Goal:
Continue the supplier's general conditions below from the point where the text stops.

Passage given:
+ + + + +

17. Governing law and competent court
17.1 All agreements between the principal and the supplier shall always be
governed by Dutch law. Any disputes arising from or connected with the
commission/agreement to which the present general conditions apply,
as well as disputes regarding the present general conditions shall
exclusively be submitted for settlement to the competent court in
‘s-Hertogenbosch, the Netherlands.
18. Miscellaneous
18.1 The principal shall not be permitted to transfer any right from an
agreement concluded with the supplier to third parties, otherwise than
at a transfer of his entire enterprise.

II. CONDITIONS FOR CONSULTANCY, SECONDMENT AND
PROJECTS
The provisions contained in this chapter “Conditions for consultancy,
secondment and projects” shall apply in addition to the general
provisions of the present general conditions (I) if the supplier provides
services in the form of consultancy, secondment, lending employees,
interim management, freelancers or any other form of activity in which
staff members, employees, freelancers or interim managers (hereinafter
hereinafter all referred to as: “employees”) of operating companies of
PURIVE or employees hired by those operating companies who are
used for or in principals. These provisions shall not prejudice the
provisions incorporated in the agreement regarding specific services. In
case of conflict with any provision of the general provisions, the special
provision of the present conditions shall prevail.
1. Implementation
1.1 The supplier has the obligation to perform the agreed activities to the
best of his knowledge and ability, with the assistance of expert and
skilled employees, but he shall have no obligation to guarantee the
result of the agreed activities, unless expressly agreed in writing.
1.2 If the present special provisions contain stipulations on behalf of
employees of the supplier, these shall also apply to third parties called
in by the supplier. The supplier reserves the right, if he considers this
necessary and under his responsibility, to have third parties carry out
the commission in full or in part. Clause 5 of the general provisions (I)

+ + + + +

Items:
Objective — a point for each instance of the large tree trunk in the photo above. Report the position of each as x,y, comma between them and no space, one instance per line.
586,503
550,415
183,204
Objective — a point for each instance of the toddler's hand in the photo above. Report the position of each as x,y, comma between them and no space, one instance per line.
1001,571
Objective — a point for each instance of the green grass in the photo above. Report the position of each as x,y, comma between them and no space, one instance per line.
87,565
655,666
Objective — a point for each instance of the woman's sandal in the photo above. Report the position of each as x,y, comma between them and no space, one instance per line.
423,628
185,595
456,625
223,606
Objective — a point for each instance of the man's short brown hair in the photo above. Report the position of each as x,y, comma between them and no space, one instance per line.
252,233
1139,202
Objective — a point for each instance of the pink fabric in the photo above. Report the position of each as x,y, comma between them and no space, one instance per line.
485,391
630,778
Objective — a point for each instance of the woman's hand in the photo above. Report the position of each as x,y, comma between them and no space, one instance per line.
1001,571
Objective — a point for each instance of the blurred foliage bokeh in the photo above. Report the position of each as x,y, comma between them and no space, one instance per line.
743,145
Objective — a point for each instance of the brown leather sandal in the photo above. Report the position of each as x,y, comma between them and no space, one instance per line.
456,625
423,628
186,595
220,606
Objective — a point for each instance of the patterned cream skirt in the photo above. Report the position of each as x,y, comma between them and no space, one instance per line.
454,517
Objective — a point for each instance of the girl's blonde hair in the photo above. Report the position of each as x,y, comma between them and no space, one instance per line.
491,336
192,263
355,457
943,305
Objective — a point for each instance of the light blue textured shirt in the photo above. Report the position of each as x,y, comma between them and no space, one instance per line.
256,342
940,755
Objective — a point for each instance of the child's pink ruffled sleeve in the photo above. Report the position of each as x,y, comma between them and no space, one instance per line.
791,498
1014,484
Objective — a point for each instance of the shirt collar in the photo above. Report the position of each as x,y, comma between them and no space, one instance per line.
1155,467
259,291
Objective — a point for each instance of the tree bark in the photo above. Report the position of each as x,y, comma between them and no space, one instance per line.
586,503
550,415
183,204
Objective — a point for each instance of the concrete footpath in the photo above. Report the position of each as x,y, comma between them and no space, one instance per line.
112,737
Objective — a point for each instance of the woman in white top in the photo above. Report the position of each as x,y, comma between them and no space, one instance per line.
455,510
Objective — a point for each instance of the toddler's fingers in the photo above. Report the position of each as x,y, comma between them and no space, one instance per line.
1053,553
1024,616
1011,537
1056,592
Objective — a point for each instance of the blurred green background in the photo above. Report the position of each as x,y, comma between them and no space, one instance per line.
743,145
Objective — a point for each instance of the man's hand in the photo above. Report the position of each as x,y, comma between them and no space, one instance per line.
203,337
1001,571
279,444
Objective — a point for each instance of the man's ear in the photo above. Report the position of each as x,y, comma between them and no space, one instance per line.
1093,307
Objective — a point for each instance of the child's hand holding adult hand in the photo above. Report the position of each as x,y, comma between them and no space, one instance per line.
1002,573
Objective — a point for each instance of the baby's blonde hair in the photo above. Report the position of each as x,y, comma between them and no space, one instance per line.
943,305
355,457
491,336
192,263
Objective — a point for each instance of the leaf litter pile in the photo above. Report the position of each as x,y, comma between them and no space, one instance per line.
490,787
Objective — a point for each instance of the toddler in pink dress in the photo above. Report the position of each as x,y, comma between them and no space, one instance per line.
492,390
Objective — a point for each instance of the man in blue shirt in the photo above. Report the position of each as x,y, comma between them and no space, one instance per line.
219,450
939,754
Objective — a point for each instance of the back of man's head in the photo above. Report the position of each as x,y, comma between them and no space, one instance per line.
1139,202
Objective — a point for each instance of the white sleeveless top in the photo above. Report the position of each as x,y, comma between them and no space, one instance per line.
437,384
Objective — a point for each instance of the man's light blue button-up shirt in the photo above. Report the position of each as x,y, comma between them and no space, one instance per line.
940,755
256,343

+ + + + +

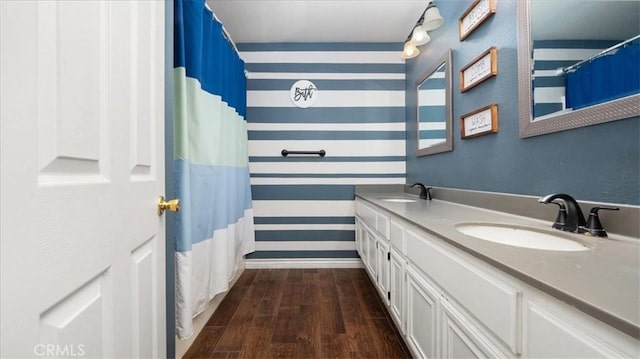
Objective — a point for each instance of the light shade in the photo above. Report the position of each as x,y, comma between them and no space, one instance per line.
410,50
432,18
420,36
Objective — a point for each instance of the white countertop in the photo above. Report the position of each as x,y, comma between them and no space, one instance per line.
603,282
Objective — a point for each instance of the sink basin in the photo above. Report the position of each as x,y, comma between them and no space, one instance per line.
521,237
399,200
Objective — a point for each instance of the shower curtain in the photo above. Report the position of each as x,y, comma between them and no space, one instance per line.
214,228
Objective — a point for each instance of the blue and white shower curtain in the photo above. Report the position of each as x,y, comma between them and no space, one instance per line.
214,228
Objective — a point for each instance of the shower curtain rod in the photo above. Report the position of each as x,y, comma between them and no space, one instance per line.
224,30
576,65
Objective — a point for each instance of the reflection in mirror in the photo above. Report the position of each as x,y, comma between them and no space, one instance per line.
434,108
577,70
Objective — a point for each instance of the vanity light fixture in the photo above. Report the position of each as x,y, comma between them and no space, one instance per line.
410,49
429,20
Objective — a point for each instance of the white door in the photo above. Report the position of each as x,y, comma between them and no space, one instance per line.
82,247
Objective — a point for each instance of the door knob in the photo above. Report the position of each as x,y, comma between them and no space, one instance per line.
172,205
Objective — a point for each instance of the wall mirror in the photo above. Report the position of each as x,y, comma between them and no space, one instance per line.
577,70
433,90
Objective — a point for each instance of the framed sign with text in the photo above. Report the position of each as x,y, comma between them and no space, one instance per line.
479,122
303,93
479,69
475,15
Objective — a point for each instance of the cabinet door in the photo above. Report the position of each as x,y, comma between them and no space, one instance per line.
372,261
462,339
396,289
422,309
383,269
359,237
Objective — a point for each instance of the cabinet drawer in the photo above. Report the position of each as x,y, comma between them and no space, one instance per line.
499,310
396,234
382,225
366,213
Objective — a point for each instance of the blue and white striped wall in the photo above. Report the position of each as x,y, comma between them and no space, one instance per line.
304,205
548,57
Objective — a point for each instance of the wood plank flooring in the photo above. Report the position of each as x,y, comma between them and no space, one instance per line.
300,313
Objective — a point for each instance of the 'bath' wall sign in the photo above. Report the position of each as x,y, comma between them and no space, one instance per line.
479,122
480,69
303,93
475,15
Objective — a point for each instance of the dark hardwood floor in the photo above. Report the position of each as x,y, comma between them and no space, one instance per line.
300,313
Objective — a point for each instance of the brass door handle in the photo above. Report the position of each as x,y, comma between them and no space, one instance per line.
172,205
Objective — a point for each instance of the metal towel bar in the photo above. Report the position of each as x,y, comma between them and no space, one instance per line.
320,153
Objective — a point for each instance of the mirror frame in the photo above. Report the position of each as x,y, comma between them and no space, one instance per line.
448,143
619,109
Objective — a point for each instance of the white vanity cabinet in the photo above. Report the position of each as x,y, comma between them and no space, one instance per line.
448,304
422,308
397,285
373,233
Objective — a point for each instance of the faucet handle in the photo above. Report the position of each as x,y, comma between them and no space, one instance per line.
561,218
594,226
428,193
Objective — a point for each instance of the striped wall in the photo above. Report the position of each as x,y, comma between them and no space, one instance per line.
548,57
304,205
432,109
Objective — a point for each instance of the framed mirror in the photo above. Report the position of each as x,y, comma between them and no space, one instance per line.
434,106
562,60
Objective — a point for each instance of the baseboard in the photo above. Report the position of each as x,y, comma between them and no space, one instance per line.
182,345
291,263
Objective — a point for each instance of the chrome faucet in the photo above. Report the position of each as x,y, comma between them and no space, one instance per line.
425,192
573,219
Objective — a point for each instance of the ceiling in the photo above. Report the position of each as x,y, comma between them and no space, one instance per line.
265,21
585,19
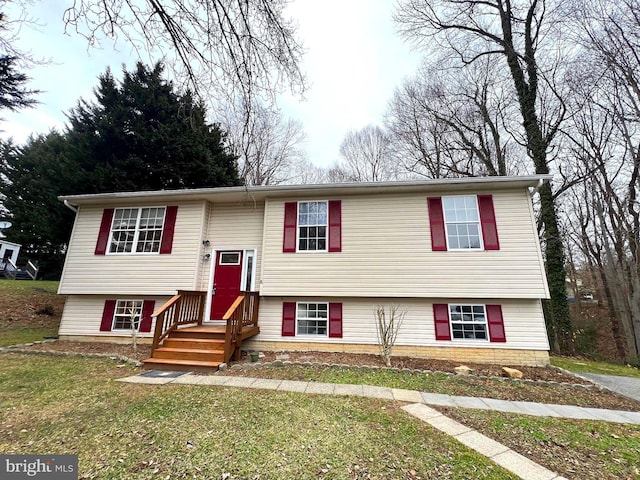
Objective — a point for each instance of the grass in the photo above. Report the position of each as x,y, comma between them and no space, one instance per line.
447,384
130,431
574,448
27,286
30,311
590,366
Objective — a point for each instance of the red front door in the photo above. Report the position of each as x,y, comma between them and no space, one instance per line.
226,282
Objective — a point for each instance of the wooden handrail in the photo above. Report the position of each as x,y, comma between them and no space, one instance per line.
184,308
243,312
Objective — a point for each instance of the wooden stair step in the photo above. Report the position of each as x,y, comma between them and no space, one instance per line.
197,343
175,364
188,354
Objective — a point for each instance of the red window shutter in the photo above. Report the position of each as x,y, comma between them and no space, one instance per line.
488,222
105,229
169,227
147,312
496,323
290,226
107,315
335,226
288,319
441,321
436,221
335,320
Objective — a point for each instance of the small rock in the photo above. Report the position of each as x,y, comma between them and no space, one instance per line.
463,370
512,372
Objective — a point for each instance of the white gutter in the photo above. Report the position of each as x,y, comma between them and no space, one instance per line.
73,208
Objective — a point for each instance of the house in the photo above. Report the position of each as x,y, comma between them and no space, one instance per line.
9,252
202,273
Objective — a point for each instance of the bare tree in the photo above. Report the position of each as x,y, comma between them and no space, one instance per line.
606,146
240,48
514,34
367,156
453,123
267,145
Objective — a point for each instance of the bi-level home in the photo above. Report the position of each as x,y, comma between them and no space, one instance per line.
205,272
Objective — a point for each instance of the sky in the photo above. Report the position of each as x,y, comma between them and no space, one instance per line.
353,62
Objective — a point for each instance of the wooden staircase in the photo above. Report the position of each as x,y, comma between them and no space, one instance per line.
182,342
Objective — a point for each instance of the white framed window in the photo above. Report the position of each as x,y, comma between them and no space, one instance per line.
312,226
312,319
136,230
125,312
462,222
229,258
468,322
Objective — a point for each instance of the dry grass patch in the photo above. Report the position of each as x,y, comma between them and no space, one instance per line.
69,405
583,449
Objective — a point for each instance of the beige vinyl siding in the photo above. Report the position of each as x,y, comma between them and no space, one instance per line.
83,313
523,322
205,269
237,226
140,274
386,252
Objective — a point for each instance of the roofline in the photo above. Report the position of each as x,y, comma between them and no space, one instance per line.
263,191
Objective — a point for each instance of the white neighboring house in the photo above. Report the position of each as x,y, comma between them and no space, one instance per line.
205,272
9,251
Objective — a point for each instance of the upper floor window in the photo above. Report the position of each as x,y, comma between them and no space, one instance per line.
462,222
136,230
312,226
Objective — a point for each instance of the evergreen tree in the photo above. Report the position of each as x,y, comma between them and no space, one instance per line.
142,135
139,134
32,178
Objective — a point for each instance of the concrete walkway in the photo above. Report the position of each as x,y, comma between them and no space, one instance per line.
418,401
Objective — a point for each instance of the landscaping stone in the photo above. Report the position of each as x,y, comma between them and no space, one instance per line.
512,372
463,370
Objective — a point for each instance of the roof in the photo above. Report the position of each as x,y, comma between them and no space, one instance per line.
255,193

+ + + + +

Expected output:
shall be applicable mutatis mutandis.
1.3 If the provision of services will take place in contractual phases, the
supplier may suspend the commencement of the services that belong
to a next phase until the principal has approved the results of the
preceding phase in writing.
1.4 The supplier shall inform the principal as soon as possible if a change
of or supplement to the agreement agreed between the parties affects
the time of completion of the provision of the services. If in the

agreement a fixed price has been agreed for the service, the supplier
shall inform the principal in advance, if the change of or supplement to
the agreement to be agreed further has as its result that the agreed
price will be exceeded.
2. Selection
2.1 The supplier shall select the employee on the basis of the capacities
and skills of the employee on the one side, and on the basis of the
information provided by the principal to the supplier regarding the
activities to be instructed on the other side.
2.2 If the employee does not meet the expectations of the principal, the
principal shall be held, while stating well-founded reasons, to notify the
supplier thereof within 5 working days after the commencement of the
activities. After this period the supplier shall no longer be liable if the
employee mo longer meets the expectations of the principal.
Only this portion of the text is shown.